(What to work on):
Render every line of the rows below as a Markdown table with the columns "No." and "Line", numbering each line in order. Leave out blank lines.

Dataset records
::::::::::
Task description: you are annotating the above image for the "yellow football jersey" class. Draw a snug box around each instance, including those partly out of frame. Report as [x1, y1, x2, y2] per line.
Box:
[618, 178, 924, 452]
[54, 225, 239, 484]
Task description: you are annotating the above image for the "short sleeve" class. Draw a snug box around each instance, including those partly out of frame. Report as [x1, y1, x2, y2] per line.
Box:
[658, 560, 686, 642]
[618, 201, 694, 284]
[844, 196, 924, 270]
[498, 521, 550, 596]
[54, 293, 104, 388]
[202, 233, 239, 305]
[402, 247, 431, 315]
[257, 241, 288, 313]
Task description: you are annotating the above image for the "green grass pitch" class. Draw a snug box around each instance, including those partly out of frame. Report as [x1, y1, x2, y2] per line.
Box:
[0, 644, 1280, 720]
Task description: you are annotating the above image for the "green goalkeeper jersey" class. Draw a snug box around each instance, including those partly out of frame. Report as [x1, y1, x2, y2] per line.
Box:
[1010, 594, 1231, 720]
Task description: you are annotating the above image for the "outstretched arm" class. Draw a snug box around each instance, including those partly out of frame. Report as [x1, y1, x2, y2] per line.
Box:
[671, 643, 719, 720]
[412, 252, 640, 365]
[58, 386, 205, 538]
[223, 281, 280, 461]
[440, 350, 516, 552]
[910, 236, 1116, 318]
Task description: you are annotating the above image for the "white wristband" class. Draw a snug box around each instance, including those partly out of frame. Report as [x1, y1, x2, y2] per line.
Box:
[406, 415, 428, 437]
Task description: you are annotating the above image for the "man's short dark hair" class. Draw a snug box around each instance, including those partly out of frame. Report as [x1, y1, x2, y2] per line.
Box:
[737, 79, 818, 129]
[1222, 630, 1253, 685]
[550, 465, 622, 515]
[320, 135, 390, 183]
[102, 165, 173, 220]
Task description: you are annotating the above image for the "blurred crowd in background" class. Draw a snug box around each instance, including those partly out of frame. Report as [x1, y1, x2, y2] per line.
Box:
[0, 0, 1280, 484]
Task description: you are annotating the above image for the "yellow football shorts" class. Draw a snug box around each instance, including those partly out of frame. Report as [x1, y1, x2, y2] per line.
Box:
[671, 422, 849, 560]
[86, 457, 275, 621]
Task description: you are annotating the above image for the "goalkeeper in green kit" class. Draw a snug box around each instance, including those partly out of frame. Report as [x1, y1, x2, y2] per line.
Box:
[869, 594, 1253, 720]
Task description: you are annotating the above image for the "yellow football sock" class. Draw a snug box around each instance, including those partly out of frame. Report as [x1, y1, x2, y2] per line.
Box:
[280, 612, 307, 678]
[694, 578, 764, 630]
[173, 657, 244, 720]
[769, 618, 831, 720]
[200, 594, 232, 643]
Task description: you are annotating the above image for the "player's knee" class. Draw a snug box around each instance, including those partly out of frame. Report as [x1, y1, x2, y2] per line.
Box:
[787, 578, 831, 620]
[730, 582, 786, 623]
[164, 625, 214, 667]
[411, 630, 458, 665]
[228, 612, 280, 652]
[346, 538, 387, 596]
::::::::::
(Answer for the task):
| No. | Line |
|---|---|
| 1 | Task description: you are annotating the above image for the "yellow football jersey" class. Draw a snug box around each instance, including those partly out of frame. Report as [x1, y1, x2, y2] per line. |
| 2 | Box: |
| 3 | [618, 178, 924, 452] |
| 4 | [54, 225, 239, 484] |
| 5 | Task description: you are annotating the above image for the "short sleeve" class. Draw a snug box around each instance, including those partly out of frame. Report as [x1, y1, x2, y2] per line. |
| 6 | Box: |
| 7 | [658, 560, 686, 642] |
| 8 | [618, 201, 694, 284] |
| 9 | [844, 196, 924, 270] |
| 10 | [498, 521, 550, 596] |
| 11 | [54, 293, 104, 388] |
| 12 | [202, 233, 239, 305] |
| 13 | [402, 247, 431, 315] |
| 14 | [257, 241, 288, 313] |
| 15 | Task description: you are annotating the above image for the "green grass pitch" class. Draw a snug box around each instance, including those partly out of frame. Report as [x1, y1, x2, y2] per line. |
| 16 | Box: |
| 17 | [0, 644, 1280, 720] |
| 18 | Task description: you are annotating the above image for the "green goalkeeper jersey" class. Draw a snug box around each instance, including those partly out of frame. Report as [x1, y1, x2, y2] per line. |
| 19 | Box: |
| 20 | [1010, 594, 1231, 720] |
| 21 | Task description: you are annotating the above image for the "outstretched arm" class. Draw a snug box around each instance, including those partly out of frame. Report as [x1, y1, x2, y2] per line. |
| 22 | Box: |
| 23 | [671, 643, 719, 720] |
| 24 | [412, 252, 640, 365] |
| 25 | [58, 386, 205, 538] |
| 26 | [223, 281, 280, 461] |
| 27 | [440, 350, 516, 552] |
| 28 | [910, 236, 1116, 318] |
| 29 | Task description: you are annotating the above image for the "white wristband" class. Draw a snug box around each instance, including those partly out of frame. Report as [x1, y1, x2, y2] per line. |
| 30 | Box: |
| 31 | [406, 415, 428, 437] |
| 32 | Task description: you are annotating the above image for the "man's short dark hair" class. Draw a snug box around each instance, including those partly out of frame. Report as [x1, y1, x2, y2] per line. |
| 33 | Box: |
| 34 | [737, 79, 818, 129] |
| 35 | [1222, 630, 1253, 685] |
| 36 | [550, 465, 622, 515] |
| 37 | [320, 135, 390, 183] |
| 38 | [102, 165, 173, 220] |
| 39 | Task description: you are annotating the above image for the "blurred crowd in background" class. Draw a snug box around each instance, including those partly out of frame. Report as [x1, y1, x2, y2] per line. |
| 40 | Box: |
| 41 | [0, 0, 1280, 484] |
| 42 | Task description: you are annotating the above image for the "yellow football shorts" class. Draw a snug box around each instance, including those partly out of frame. Report as [x1, y1, x2, y2] per line. |
| 43 | Box: |
| 44 | [671, 422, 849, 560] |
| 45 | [86, 457, 275, 621] |
| 46 | Task description: you are annotating the above image for the "goalkeeper in green kit" class. Draw a snug box around each instance, including those partly out of frame. Report as [x1, y1, x2, y2] per line. |
| 47 | Box: |
| 48 | [869, 594, 1253, 720] |
| 49 | Task description: you are annotating the above image for the "yellow football sock" class. Draw a snug box around each instance, including those partly out of frame. Report as [x1, y1, x2, y2] per line. |
| 50 | Box: |
| 51 | [280, 612, 307, 678] |
| 52 | [694, 578, 764, 630] |
| 53 | [173, 657, 244, 720] |
| 54 | [769, 618, 831, 720] |
| 55 | [200, 594, 232, 643] |
| 56 | Task description: you are annotating the above image for the "player's knee" class. Draw a snug box around each instance, including those partly out of frame. Report as [x1, y1, x2, y2] per line. |
| 57 | Box: |
| 58 | [787, 578, 831, 620] |
| 59 | [730, 582, 786, 623] |
| 60 | [164, 625, 214, 667] |
| 61 | [411, 630, 458, 665] |
| 62 | [228, 612, 280, 652] |
| 63 | [346, 538, 387, 596] |